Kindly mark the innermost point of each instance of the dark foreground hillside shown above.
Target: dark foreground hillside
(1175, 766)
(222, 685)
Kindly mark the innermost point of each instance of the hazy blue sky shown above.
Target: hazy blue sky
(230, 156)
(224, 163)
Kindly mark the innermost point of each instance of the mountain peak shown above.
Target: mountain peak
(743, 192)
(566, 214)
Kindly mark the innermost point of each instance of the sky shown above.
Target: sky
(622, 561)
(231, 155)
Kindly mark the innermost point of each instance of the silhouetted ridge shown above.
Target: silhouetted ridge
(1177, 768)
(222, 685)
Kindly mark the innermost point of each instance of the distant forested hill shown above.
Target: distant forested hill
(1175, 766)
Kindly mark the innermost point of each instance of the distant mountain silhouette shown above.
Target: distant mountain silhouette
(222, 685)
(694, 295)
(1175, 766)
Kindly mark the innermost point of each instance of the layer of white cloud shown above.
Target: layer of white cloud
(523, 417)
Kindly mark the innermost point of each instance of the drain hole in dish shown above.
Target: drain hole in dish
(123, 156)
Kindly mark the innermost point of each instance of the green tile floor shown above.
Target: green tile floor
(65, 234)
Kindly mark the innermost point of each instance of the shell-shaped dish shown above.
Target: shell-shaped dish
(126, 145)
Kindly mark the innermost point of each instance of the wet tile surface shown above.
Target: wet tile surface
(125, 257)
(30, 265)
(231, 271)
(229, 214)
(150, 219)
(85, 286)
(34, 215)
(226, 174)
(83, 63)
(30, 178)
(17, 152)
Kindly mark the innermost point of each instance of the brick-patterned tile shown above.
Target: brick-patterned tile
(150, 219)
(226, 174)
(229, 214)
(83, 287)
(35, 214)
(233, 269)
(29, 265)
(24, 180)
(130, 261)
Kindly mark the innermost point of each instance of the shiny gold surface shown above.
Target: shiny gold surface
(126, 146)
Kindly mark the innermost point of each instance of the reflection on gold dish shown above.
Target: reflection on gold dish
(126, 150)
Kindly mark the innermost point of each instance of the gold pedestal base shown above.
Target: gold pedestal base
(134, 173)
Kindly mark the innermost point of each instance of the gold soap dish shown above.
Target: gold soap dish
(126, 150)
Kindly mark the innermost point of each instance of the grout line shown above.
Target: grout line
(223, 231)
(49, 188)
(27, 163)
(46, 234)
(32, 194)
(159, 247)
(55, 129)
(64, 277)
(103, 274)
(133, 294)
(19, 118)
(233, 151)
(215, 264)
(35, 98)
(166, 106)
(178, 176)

---

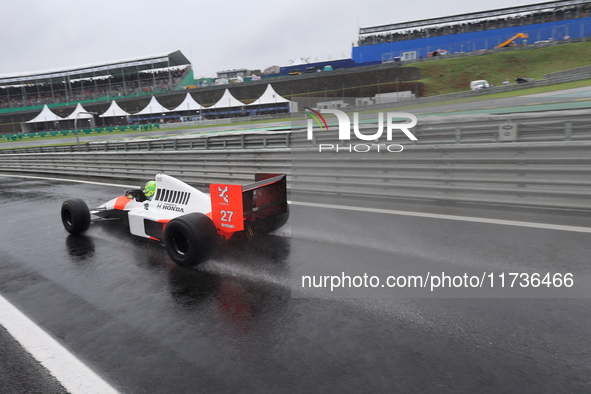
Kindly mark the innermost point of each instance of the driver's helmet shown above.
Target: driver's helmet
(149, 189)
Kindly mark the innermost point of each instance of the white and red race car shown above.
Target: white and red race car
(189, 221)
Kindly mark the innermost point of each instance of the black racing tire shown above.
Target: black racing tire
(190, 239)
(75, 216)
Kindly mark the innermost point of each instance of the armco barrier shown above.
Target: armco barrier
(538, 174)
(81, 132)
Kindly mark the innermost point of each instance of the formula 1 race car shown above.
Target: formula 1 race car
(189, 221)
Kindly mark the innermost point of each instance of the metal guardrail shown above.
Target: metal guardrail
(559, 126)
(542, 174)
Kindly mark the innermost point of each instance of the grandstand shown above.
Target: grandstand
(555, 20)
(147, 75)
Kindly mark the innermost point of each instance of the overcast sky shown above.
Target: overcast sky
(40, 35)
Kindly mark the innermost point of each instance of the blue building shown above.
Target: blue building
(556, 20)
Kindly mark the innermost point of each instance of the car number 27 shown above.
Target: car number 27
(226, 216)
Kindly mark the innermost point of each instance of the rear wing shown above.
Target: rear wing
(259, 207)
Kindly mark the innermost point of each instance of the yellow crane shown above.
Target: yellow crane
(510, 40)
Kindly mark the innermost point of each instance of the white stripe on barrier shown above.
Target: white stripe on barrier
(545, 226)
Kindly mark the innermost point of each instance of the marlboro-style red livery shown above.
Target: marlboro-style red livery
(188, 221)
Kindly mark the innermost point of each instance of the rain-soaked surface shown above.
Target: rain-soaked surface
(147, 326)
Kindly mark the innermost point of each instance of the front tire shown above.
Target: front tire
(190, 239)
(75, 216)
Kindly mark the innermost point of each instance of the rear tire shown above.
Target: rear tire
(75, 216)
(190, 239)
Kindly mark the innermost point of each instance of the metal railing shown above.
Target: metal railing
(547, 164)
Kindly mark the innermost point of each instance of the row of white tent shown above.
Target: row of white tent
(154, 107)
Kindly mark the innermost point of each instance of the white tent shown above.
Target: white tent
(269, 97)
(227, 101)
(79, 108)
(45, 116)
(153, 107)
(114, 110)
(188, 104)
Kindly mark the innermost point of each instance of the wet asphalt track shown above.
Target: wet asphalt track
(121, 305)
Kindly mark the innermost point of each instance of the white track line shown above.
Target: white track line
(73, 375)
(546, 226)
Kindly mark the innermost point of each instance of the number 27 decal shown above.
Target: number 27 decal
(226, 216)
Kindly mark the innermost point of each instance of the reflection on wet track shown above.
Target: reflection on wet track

* * *

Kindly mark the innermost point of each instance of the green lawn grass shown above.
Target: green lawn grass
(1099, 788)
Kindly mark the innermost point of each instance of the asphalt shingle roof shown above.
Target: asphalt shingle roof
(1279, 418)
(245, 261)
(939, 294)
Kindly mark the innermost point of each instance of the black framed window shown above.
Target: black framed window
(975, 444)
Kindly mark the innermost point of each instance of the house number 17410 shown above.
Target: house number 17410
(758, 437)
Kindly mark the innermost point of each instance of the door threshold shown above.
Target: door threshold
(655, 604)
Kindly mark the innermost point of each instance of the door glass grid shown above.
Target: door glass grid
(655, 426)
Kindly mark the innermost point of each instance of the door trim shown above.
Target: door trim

What you are asked to do — From the data above, show each line that contains "trim".

The completed task —
Kindly mark the innermost point of each instance of the door trim shown above.
Target: door trim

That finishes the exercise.